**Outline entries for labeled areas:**
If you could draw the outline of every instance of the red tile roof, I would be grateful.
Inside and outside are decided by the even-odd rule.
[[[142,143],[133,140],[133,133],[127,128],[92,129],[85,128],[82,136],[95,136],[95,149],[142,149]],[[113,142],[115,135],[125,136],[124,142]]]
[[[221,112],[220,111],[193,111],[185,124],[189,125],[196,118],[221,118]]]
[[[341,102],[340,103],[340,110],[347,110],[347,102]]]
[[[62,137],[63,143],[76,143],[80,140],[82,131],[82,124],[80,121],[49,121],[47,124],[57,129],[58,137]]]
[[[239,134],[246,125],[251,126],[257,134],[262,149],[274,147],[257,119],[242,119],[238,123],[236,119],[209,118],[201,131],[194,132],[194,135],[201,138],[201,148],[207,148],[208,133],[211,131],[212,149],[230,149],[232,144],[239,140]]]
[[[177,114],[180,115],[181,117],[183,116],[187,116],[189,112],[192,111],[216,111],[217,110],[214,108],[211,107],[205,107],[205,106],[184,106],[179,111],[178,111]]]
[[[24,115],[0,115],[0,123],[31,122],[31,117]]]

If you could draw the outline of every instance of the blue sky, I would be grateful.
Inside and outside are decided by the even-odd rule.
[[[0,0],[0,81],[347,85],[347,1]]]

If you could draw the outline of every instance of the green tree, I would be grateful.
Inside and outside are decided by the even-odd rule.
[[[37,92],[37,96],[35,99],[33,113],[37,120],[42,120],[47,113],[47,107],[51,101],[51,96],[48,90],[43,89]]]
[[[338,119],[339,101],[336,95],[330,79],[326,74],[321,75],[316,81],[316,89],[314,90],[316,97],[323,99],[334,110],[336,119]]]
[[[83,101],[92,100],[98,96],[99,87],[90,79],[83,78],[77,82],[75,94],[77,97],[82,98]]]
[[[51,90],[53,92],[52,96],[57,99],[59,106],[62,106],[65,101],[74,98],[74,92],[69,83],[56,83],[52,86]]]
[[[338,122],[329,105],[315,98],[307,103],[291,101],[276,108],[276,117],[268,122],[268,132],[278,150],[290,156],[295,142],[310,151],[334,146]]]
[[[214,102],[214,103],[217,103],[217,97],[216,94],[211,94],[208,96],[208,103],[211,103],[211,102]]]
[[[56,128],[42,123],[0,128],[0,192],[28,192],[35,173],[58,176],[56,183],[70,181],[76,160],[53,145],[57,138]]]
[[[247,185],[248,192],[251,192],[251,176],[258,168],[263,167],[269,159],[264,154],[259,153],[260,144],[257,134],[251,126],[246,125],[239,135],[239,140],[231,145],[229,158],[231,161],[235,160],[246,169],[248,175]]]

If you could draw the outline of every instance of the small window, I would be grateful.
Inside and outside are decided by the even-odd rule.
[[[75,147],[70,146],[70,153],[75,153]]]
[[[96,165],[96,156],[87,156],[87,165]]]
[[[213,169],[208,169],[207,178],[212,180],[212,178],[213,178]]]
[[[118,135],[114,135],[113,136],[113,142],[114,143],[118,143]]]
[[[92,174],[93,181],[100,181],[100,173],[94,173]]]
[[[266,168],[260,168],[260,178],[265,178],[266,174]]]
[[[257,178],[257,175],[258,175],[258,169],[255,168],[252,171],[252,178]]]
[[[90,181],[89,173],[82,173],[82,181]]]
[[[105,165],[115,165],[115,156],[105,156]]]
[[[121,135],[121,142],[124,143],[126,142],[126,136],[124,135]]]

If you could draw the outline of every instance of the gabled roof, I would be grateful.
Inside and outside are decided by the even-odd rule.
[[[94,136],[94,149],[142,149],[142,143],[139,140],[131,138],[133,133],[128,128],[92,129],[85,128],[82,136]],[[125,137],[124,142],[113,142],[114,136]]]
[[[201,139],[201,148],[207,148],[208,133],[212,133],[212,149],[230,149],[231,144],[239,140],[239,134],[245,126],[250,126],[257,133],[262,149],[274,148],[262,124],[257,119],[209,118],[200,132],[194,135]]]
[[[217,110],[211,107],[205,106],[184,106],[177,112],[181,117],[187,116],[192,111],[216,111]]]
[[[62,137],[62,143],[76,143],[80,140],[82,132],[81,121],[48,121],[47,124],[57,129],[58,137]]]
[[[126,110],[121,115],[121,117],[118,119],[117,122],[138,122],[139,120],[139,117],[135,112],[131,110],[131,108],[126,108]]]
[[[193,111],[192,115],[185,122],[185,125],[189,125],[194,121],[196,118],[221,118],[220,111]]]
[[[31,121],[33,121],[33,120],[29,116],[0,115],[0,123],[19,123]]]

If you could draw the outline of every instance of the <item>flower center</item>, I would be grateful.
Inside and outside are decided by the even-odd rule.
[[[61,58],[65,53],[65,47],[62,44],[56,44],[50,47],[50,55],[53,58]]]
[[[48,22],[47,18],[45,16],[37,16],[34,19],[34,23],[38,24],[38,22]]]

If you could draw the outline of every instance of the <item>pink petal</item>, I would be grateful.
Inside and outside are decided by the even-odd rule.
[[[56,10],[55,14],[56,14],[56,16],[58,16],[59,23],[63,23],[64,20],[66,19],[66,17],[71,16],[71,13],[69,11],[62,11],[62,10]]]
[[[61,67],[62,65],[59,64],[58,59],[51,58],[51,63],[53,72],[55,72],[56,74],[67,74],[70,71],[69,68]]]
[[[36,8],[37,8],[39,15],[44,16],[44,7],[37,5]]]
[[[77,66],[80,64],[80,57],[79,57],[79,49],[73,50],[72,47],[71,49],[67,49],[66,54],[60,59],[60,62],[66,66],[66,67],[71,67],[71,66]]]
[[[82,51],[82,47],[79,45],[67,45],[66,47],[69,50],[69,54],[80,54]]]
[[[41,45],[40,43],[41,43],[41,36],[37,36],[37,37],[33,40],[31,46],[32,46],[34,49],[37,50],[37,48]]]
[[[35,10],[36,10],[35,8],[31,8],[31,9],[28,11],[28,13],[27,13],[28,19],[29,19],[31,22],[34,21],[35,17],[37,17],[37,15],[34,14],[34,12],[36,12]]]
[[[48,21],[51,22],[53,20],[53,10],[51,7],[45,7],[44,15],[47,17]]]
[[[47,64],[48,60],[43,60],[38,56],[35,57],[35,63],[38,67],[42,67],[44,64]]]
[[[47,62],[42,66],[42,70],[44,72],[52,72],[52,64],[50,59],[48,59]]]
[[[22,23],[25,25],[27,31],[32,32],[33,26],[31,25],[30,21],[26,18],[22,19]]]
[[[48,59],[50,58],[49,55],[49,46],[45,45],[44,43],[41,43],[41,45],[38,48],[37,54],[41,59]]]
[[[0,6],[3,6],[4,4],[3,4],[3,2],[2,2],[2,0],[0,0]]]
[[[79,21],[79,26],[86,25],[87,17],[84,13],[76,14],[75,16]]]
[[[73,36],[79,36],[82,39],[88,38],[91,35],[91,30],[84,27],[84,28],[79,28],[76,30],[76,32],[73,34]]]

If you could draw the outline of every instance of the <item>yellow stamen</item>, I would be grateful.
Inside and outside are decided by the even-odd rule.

**What to produce:** Please print the material from the line containing "sky, I would be grateful." through the line containing "[[[0,0],[0,81],[347,85],[347,1]]]" without any changes, and print nothing else.

**Exercise result:**
If you could draw the outline of every instance of the blue sky, I would be grateful.
Inside and outside are decided by the even-odd rule.
[[[0,0],[0,81],[347,85],[347,1]]]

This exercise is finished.